| Task to complete |
Copy the stretch of the listing from the line containing "line with a point." through the end of the listing, substituting "sliced red onion" for "red onion slice" and leaving everything else unchanged. Leave the pictures out of the copy.

| Data shown |
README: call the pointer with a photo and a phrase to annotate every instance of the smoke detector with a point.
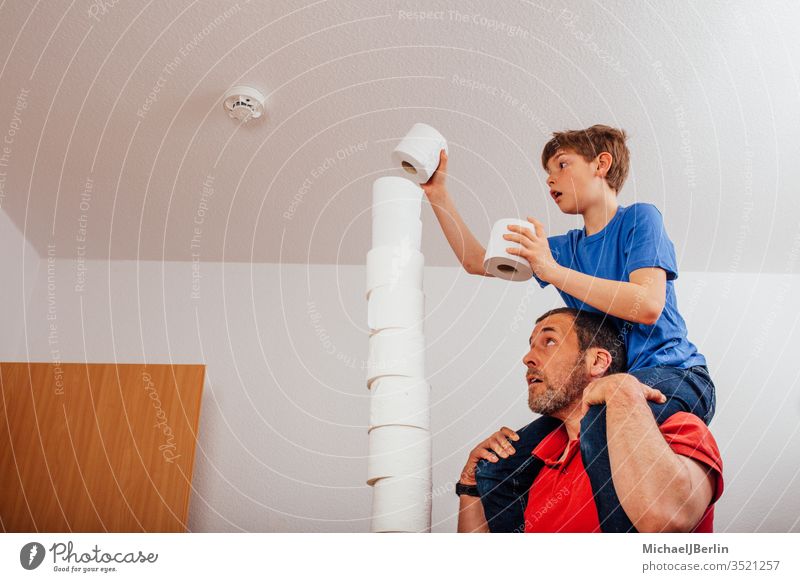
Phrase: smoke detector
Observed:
(244, 103)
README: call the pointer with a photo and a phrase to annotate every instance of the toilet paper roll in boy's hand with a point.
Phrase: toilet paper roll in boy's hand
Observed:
(532, 246)
(418, 152)
(436, 185)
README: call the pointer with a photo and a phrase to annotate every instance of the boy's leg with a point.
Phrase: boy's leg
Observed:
(504, 485)
(688, 390)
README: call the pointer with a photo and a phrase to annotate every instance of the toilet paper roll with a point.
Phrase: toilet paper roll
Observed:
(400, 401)
(394, 266)
(388, 230)
(396, 196)
(393, 307)
(398, 451)
(401, 504)
(418, 152)
(396, 352)
(497, 261)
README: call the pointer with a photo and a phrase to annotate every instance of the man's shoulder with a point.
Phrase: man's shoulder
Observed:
(687, 435)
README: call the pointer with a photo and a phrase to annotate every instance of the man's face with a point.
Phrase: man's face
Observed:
(571, 180)
(557, 372)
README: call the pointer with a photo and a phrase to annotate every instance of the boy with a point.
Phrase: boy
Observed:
(621, 263)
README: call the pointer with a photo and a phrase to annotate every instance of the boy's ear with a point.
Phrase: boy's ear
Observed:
(599, 361)
(604, 161)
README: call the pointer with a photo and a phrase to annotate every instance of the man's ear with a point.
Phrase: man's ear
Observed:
(599, 361)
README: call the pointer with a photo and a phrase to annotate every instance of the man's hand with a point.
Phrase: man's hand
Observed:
(599, 391)
(435, 187)
(535, 248)
(489, 449)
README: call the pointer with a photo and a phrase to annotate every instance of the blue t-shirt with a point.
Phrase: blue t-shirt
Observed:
(634, 239)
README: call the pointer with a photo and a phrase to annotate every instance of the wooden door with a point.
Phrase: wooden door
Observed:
(97, 447)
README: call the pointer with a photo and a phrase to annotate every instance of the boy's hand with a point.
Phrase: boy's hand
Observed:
(535, 248)
(496, 445)
(435, 186)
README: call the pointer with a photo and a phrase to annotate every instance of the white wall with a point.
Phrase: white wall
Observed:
(19, 263)
(283, 425)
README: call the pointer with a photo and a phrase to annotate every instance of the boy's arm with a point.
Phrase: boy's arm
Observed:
(468, 250)
(640, 300)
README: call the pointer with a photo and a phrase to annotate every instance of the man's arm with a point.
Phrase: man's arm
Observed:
(468, 250)
(659, 490)
(471, 518)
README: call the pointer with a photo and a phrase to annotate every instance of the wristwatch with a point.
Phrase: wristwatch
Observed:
(471, 490)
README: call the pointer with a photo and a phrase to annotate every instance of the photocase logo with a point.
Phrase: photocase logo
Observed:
(31, 555)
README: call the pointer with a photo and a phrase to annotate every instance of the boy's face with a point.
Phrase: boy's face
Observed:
(571, 180)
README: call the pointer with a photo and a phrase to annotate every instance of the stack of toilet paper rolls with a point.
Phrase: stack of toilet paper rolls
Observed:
(399, 463)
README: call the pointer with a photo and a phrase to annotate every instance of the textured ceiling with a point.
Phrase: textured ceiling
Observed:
(116, 145)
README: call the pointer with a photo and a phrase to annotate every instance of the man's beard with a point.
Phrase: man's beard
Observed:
(557, 396)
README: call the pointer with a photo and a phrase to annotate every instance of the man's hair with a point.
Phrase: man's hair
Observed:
(595, 330)
(591, 142)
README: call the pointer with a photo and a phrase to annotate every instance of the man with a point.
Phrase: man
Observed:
(667, 476)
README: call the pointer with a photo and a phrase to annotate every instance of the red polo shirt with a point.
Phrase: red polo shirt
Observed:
(561, 498)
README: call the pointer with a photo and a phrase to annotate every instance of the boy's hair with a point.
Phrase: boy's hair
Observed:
(591, 142)
(595, 330)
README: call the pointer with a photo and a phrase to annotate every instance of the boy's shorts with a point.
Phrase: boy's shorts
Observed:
(504, 485)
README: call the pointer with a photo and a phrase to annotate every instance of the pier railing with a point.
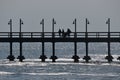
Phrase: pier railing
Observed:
(57, 35)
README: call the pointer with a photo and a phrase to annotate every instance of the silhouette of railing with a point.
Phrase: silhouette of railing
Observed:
(56, 35)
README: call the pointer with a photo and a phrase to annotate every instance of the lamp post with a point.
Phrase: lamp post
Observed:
(21, 57)
(53, 57)
(43, 56)
(109, 57)
(87, 58)
(75, 57)
(10, 57)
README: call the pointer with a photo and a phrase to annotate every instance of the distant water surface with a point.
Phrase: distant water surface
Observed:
(64, 68)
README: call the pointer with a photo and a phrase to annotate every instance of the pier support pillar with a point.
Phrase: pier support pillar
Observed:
(75, 57)
(21, 57)
(87, 58)
(43, 56)
(109, 57)
(11, 56)
(53, 57)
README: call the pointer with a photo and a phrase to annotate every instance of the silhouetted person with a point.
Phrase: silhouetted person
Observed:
(68, 32)
(59, 32)
(63, 32)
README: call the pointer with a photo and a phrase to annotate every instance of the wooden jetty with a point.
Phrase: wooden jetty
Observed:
(54, 37)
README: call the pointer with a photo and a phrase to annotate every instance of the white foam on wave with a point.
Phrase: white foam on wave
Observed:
(80, 74)
(5, 73)
(100, 75)
(53, 74)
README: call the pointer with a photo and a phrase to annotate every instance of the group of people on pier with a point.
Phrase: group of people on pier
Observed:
(64, 34)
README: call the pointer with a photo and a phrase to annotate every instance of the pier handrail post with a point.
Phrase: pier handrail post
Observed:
(43, 56)
(53, 57)
(86, 58)
(11, 56)
(20, 57)
(109, 57)
(75, 57)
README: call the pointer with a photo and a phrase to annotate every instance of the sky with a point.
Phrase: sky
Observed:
(63, 11)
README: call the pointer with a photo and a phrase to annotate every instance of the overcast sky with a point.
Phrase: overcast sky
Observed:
(64, 12)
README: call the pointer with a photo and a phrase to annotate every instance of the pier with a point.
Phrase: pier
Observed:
(55, 37)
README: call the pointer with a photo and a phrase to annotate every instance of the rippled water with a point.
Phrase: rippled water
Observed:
(64, 68)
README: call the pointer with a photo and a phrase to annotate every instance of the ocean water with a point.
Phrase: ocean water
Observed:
(64, 68)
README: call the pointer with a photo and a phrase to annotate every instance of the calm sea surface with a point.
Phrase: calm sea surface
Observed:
(64, 68)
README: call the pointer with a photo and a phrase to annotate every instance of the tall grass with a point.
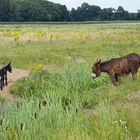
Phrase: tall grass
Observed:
(65, 102)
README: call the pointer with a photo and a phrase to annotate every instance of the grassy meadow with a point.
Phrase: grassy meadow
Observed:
(60, 100)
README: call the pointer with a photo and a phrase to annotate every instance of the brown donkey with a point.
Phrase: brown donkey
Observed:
(117, 67)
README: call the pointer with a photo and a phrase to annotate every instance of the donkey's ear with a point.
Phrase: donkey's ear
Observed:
(99, 61)
(9, 63)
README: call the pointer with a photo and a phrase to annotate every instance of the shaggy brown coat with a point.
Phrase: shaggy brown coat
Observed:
(117, 67)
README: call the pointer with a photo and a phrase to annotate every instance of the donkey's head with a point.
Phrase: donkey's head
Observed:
(96, 71)
(8, 67)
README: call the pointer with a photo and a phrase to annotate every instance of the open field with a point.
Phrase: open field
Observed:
(60, 100)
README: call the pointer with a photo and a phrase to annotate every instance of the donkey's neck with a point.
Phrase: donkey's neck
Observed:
(4, 70)
(104, 67)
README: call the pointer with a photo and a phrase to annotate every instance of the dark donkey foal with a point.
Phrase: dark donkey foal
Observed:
(117, 67)
(3, 74)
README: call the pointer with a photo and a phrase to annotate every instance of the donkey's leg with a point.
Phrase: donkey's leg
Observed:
(116, 76)
(1, 83)
(6, 80)
(113, 79)
(2, 80)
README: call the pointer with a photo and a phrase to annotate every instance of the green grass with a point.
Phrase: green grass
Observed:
(62, 101)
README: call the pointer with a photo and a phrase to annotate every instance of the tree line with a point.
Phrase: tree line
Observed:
(43, 10)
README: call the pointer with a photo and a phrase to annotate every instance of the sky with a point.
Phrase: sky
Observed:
(129, 5)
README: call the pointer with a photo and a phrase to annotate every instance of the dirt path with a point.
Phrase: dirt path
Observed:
(12, 77)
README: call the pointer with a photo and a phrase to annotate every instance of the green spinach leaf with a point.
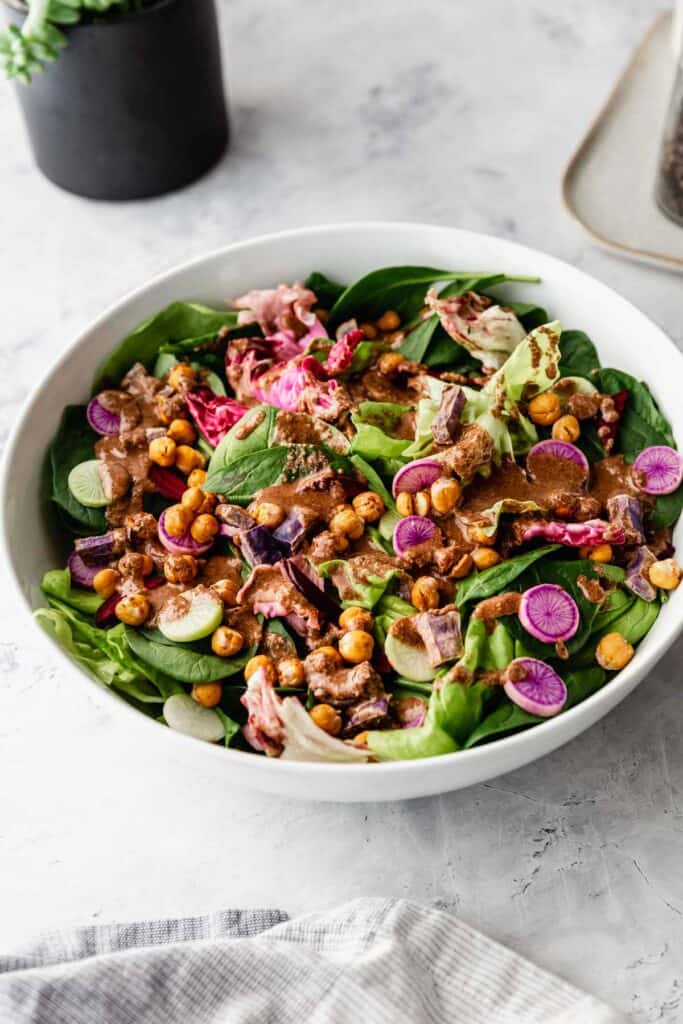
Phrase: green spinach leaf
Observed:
(176, 323)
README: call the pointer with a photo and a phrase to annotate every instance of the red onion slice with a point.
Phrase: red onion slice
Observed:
(549, 613)
(102, 420)
(418, 475)
(657, 470)
(535, 686)
(412, 531)
(183, 545)
(560, 450)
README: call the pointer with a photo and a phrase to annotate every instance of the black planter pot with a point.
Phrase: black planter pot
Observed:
(134, 105)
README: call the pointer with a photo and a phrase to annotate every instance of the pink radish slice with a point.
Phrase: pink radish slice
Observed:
(549, 613)
(101, 420)
(80, 572)
(183, 545)
(658, 470)
(535, 686)
(560, 450)
(418, 475)
(411, 531)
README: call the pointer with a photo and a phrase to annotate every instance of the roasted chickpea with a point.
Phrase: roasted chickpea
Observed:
(226, 642)
(105, 582)
(193, 499)
(483, 558)
(665, 573)
(197, 478)
(613, 652)
(187, 459)
(177, 519)
(348, 522)
(268, 514)
(208, 694)
(182, 432)
(404, 504)
(180, 568)
(462, 567)
(162, 451)
(424, 594)
(356, 619)
(226, 590)
(290, 673)
(369, 506)
(566, 429)
(204, 528)
(545, 409)
(389, 321)
(422, 503)
(181, 377)
(327, 718)
(261, 662)
(132, 610)
(355, 646)
(388, 364)
(444, 495)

| Output for this task |
README: call the pointer with a photo and a phrase to annotate every instance of the tree line with a point.
Phrase: tree line
Observed:
(43, 10)
README: call the pointer with a photo and a phrase to annotate every instance of the sky with a point.
Phrase: sky
Observed:
(129, 5)
README: call the pointer with a photo and a phrase to annotate every instance of the dirt path with a point.
Phrase: dirt path
Observed:
(12, 77)
README: call the pointer with a photo and a phrase to annotate every instance of the green spinach leaf with a point.
Phrase: green spinach leaf
Observed:
(176, 323)
README: call the pointer with a photo and a phrase to annotate every instance of the sliced red onion with a point.
Phrase: sliced red onion
Observed:
(549, 613)
(102, 420)
(418, 475)
(657, 470)
(535, 686)
(412, 531)
(183, 545)
(560, 450)
README: call the pointer with a photo and a phrase to annotate every instance of the black planter pot with a point.
Phrase: black planter pot
Observed:
(134, 105)
README: call the pointer with a photo and a phrase to annotate every instance of the pink radish slice with a point.
Phrase: pink radish slice
Observed:
(549, 613)
(101, 420)
(80, 572)
(183, 545)
(658, 470)
(535, 686)
(560, 450)
(418, 475)
(411, 531)
README: call the pointer with a photo and a phrase to annotate every instance of the roasted chickpea with a point.
Phrase: roasted chickpea
Observed:
(226, 642)
(105, 582)
(193, 499)
(483, 558)
(665, 573)
(197, 478)
(613, 652)
(187, 459)
(177, 519)
(348, 522)
(268, 514)
(208, 694)
(182, 432)
(404, 504)
(180, 568)
(462, 567)
(162, 451)
(424, 594)
(356, 619)
(226, 590)
(290, 673)
(369, 506)
(566, 429)
(204, 528)
(545, 409)
(389, 321)
(422, 503)
(181, 377)
(327, 718)
(261, 662)
(132, 610)
(355, 646)
(388, 364)
(444, 495)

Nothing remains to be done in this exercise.